_Job:_
Return each line in the listing below that contains the word "sign".

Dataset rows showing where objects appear
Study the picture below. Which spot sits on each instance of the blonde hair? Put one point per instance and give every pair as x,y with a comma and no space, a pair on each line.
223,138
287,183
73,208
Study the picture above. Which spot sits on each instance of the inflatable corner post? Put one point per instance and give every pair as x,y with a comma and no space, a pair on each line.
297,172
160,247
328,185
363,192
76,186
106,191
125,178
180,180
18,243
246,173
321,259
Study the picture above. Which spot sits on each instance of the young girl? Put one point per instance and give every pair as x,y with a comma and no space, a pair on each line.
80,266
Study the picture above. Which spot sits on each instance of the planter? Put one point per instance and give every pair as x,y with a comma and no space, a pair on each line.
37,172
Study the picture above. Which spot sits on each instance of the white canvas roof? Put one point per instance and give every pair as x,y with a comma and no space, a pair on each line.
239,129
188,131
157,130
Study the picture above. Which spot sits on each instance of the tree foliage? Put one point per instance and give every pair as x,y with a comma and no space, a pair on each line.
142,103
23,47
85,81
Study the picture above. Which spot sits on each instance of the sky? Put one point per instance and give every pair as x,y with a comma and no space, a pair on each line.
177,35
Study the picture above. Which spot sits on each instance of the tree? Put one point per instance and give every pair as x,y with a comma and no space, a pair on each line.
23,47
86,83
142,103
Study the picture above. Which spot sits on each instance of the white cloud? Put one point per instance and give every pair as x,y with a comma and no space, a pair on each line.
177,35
* * *
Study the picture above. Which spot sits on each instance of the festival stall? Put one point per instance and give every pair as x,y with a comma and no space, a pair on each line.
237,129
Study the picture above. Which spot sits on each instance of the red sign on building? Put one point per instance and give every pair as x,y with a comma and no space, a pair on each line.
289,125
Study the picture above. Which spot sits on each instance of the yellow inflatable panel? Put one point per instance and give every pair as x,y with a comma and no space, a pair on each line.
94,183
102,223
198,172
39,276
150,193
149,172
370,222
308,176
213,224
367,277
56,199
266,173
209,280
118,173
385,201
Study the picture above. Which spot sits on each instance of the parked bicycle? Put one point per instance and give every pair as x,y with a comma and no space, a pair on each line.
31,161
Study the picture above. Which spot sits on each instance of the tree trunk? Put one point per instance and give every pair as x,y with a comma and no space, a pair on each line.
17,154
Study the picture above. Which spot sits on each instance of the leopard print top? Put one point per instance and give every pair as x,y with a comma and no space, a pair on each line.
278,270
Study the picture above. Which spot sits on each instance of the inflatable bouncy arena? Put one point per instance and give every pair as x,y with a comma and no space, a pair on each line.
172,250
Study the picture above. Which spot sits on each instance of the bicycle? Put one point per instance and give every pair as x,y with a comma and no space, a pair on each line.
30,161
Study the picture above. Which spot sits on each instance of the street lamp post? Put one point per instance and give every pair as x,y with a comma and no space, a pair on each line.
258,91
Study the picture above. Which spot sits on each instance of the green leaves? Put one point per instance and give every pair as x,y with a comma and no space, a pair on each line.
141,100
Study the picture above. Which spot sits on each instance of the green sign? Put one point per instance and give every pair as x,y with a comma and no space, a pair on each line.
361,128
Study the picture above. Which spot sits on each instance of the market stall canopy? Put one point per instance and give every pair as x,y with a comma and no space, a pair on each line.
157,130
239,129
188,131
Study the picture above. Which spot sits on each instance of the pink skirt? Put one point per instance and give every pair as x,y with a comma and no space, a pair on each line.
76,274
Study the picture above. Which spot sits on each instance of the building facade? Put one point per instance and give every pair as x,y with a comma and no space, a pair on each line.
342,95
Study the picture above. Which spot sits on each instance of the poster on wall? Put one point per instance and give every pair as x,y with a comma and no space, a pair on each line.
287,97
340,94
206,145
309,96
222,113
...
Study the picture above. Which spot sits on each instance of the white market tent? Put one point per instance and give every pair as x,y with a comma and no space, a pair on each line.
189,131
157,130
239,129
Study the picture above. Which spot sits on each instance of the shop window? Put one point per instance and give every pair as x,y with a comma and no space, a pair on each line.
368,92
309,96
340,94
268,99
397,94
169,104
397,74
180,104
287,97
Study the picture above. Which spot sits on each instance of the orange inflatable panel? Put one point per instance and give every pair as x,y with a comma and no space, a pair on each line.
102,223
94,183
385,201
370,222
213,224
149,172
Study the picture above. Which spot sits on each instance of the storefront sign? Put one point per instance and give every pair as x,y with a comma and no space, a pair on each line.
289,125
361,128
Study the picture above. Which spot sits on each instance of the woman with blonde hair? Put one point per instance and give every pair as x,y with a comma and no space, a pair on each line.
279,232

_Expected answer:_
Study the picture above. Which spot sits on each instance of the red sign on building? Put one point per instance and give every pair as x,y with a comma and no space, a pair on each line.
Study the picture above. Which spot sits on each instance of the green sign? Put one point per instance and give every pair as x,y with a comma and no space, a pair on each line.
Study the picture above. Which spot sits on each instance of the storefront sign? Put one point per instance and give every pair as x,y with a comma and no space, a pair on each line.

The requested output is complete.